[Collection entries]
◇ ◇ ◇ ◇

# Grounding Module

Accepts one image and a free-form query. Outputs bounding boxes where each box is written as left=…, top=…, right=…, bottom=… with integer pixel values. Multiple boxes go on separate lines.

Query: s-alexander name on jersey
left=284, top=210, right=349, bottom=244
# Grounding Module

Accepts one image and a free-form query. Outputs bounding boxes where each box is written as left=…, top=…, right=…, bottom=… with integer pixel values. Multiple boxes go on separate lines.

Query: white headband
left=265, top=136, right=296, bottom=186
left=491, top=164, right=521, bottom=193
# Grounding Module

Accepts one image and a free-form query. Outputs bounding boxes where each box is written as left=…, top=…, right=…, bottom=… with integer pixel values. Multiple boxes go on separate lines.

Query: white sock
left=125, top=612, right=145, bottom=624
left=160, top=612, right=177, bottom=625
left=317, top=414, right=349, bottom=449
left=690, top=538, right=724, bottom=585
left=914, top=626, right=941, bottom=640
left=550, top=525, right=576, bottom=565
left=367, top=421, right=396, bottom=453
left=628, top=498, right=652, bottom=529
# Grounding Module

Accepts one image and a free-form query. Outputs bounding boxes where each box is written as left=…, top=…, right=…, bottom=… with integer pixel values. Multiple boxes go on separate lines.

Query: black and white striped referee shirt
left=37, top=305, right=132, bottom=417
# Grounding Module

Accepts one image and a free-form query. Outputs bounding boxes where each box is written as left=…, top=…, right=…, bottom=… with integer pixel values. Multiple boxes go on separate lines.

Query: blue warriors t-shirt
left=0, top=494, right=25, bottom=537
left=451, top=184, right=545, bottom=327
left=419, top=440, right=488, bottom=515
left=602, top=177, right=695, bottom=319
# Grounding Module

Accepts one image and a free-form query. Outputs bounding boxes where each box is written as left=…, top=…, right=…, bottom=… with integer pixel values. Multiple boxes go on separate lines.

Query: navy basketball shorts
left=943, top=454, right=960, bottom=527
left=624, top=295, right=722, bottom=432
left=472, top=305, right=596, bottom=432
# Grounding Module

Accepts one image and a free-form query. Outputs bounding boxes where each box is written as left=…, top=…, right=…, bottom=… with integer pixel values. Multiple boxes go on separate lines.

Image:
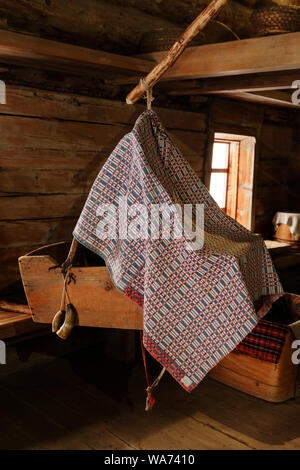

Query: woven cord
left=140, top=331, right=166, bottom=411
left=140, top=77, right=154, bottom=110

◇ ◇ ◇ ◇

Retype all the data exactly, please, without pictures.

# Grounding Module

Accepts one image and a free-form query. Outputs bounding boxes where each box is written as left=…, top=…, right=…, bottom=… with integer pixel values. Multiple boxes go on separate lines.

Query: s-alexander name on jersey
left=284, top=210, right=349, bottom=244
# Grounding Module

Accepts one image and a free-form query. Outputs bounding boxes where each box is written as left=…, top=…, right=…, bottom=… with integer pixel values. Multiple boxes go on separate lines.

Query: white headband
left=265, top=136, right=296, bottom=186
left=491, top=164, right=521, bottom=193
# Grounding Module

Accepts one image and a free-form query. Outputs bounding boxes where each box is written as left=…, top=…, right=…, bottom=… with integer pixel values. Multiple boxes go on separate lines.

Query: white sock
left=125, top=612, right=145, bottom=624
left=160, top=612, right=177, bottom=625
left=317, top=414, right=349, bottom=449
left=690, top=538, right=724, bottom=585
left=914, top=626, right=941, bottom=640
left=550, top=525, right=576, bottom=565
left=367, top=421, right=396, bottom=453
left=628, top=498, right=652, bottom=529
# Grounding Module

Accepts one image and a free-form query. Outputs bounding boxes where each box is written as left=…, top=…, right=…, bottom=… with integer pixel values. Multiple boxes go on separate lines.

Query: black and white striped referee shirt
left=37, top=305, right=132, bottom=417
# Grounding Module

Accepts one image and a free-form query. Outputs bounding boxes where each box is written as left=…, top=…, right=…, bottom=… with integer pixel values. Multiple boxes go on separate lines.

Query: blue warriors t-shirt
left=0, top=494, right=25, bottom=537
left=451, top=184, right=545, bottom=327
left=419, top=440, right=488, bottom=515
left=602, top=177, right=695, bottom=319
# Grounding Module

Accepts one image and a free-form query. Outputs bounding boxes where each box is written as left=…, top=…, right=…, bottom=… with integer pixel values. Multiple boxes go on separate lines.

Query: navy basketball shorts
left=943, top=454, right=960, bottom=527
left=624, top=295, right=722, bottom=432
left=472, top=305, right=596, bottom=432
# Grounding Module

Accepts one image and a free-form query. Outputs bounding boxes where each box is written as left=…, top=…, right=…, bottom=… with integer pixel values. Multiple boxes go on separate lines.

Image:

Query: woven cord
left=140, top=331, right=166, bottom=411
left=140, top=77, right=154, bottom=110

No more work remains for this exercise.